* Begin DOCUMENT EXCERPT *

The Estonian Copyright Act has incorporated the concept of the three-step test *28 in the following wording: ‘[P]rovided that this does not conflict with a normal exploitation of the work and does not unreasonably prejudice the legitimate interests of the author, it is permitted to use a work without the authorisation of its author and without payment of remuneration only in the cases directly prescribed in §§ 18–25 of this Act’. *29 It is necessary to explain that, upon inclusion of the three-step test in national copyright acts, its function is transformed. In the Berne Convention and the TRIPS Agreement, it is meant to limit countries’ freedom to introduce copyright limitations in their national legislation. In copyright legislation such as the Estonian Copyright Act, its role is to guarantee that the author’s rights are not violated even in cases in which use of a copyright-protected work is formally covered by an exception, where it still has an extremely adverse impact on the author’s legitimate interests and there are no justifying circumstances. Below, the authors analyse the interaction of specific elements of the three-step test with the development of digital language resources. It is necessary to remember that the three conditions in the three-step test are cumulative. *30
Next, the authors address copyright exceptions applicable in the process of creation of digital language resources. Since it is not enough to analyse specific exceptions if one is to determine their appropriateness, the authors place them within the framework of the three-step test. Therefore, the authors start by outlining conditions of specific exceptions such as the quotation right and the research exception. After this, the paper explores whether utilisation of these exceptions is in conflict with the normal exploitation of the work. Finally, arguments are presented to support the use of the quotation right and research exception to develop language resources. Constitutional guarantees for preservation of the Estonian language serve here as a central justification of development of digital language resources.
The first requirement of the three-step test is that an exception be directly prescribed in the Copyright Act. There are several exceptions under which the use of copyright-protected works is allowed without the consent of the author and without payment of remuneration. Section 19 of the Estonian Copyright Act sets forth several exceptions allowing ‘free use’ for certain scientific, educational, informational, and judicial aims. The exceptions relevant to digital language resources are the right to quote *31 and use of works for scientific purposes. *32 Both exceptions offer opportunities for, and limitations to, development of digital language resources.
In order to exercise the quotation right, one need not seek the author’s authorisation or pay him or her remuneration. However, it is required to indicate the source, use only works that have been lawfully published, convey the idea of the work correctly, and confine quotations to reasonable limits. *33 Fulfilment of the requirements to use lawfully published works, make reference to the source, and convey the author’s ideas correctly is not complicated, even though in the Internet era it is sometimes hard to say whether a work has been lawfully published.
The most complex issue is that the extent of included quotations must not exceed that justified by the purpose. *34 According to legal commentators, no limitation is placed on the amount that may be quoted. The concept of ‘quotation’ usually suggests that the thing quoted is part of a greater whole rather than the whole itself. Still, quotation of the whole work may be justifiable. *35 Within the context of development of digital language resources, the extent of quotation depends on the type of text. If a work is relatively short, it may be included in its entirety in the database of digital language resources. It is very hard to state an approximate percentage. The authors believe that this criterion is evaluated within the second and third requirements of the three-step test.

* End DOCUMENT EXCERPT *
* Begin INFORMATION SHOWN *

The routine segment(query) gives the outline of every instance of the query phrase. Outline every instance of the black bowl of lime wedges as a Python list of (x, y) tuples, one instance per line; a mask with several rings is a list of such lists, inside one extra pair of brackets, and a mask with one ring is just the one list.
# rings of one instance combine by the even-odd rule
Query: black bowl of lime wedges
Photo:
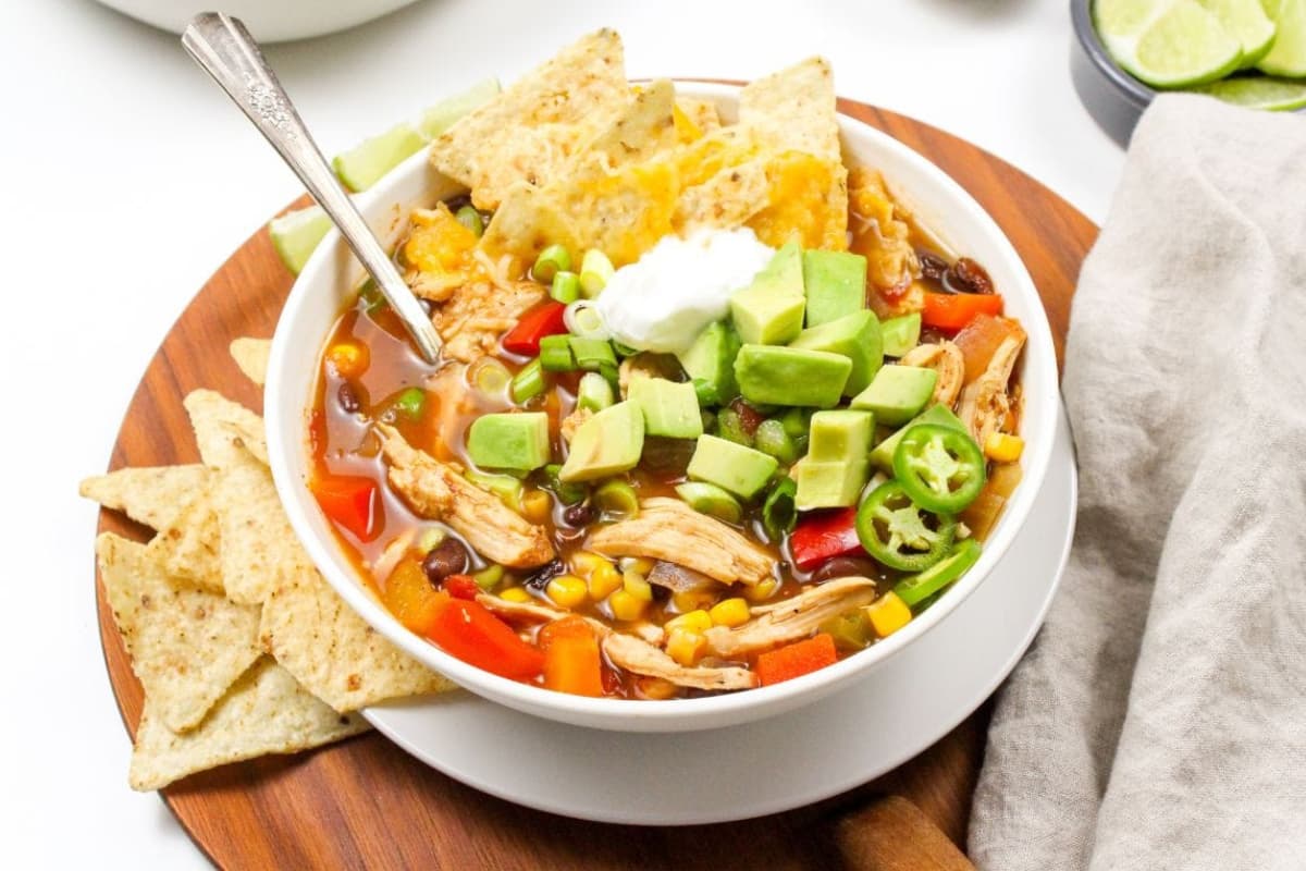
[(1071, 0), (1071, 76), (1122, 145), (1162, 91), (1306, 108), (1306, 0)]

* End INFORMATION SHOWN *

REQUIRED WORK:
1. In the excerpt on Estonian copyright law, which section of the Estonian Copyright Act sets out exceptions allowing "free use" for scientific, educational, informational, and judicial aims?
2. Write the next part of the excerpt on Estonian copyright law, starting after its last sentence.
The data were drawn from a separate source.

ANSWERS TO THE EXERCISE:
1. Section 19.

2.
Since copyright law allows commercialisation of new works that contain quotations from works of other people, digital language resources made up of quotations can be sold or licensed for a fee.
Use for scientific purposes (i.e., under the research exception) is not to involve commercial exploitation of language resources. It also has to be limited to the purpose of illustration or to the extent justified by the purpose at educational and research institutions. According to copyright experts, ‘[b]oth illustration for teaching and scientific research must be the sole purpose of the use for which the exclusive rights may be restricted. Accordingly, when the reproduction or other use also fulfils an additional purpose, the exception or limitation must not apply’. *36 Here again, the validity and relevance of these purposes are evaluated within the second and third requirements of the three‑step test.
The second requirement of the three-step test is that the use not conflict with the normal exploitation of the work. According to the explanation by copyright experts, ‘whether the exempted use would otherwise fall within the range of activities from which the copyright owner would usually expect to receive compensation [...] “normal exploitation” will therefore require consideration of potential, as well as current and actual, uses or modes of extracting value from a work’. *37
In this context, it is useful to refer to a case brought before a WTO dispute resolution panel in relation to interpretation of three-step test provisions in the TRIPS Agreement (described in a WTO report). This case provided the main official legal analysis of the scope and conditions of the three-step test and offers further insights into this matter. According to the WTO report, ‘an exception or limitation to an exclusive right in domestic legislation rises to the level of a conflict with a normal exploitation of the work (i.e., the copyright or rather the whole bundle of exclusive rights conferred by the ownership of the copyright), if uses, that in principle are covered by that right but exempted under the exception or limitation, enter into economic competition with the ways that right holders normally extract economic value from that right to the work (i.e., the copyright) and thereby deprive them of significant or tangible commercial gains’. *38
The preliminary market analysis of exploitation-models practice by copyright-holders of written and oral texts in Estonia reveals that the value is extracted mostly through selling of the texts as literary works (books, journals, e-books, etc.) or offering of advertising on a Web site or blog that contains copyright-protected texts, or these texts are not commercialised at all. The authors are unaware that any business actor holding copyright to many written texts would commercially exploit them by means of development and utilisation of digital language resources. The WTO report also emphasises that ‘the extent of exercise or non-exercise of exclusive rights by right holders at a given point in time is of great relevance for assessing what is the normal exploitation with respect to a particular exclusive right in a particular market’ *39 . Therefore, the authors assert that creation of digital language resources for scientific purposes is not in conflict with the normal exploitation of the work.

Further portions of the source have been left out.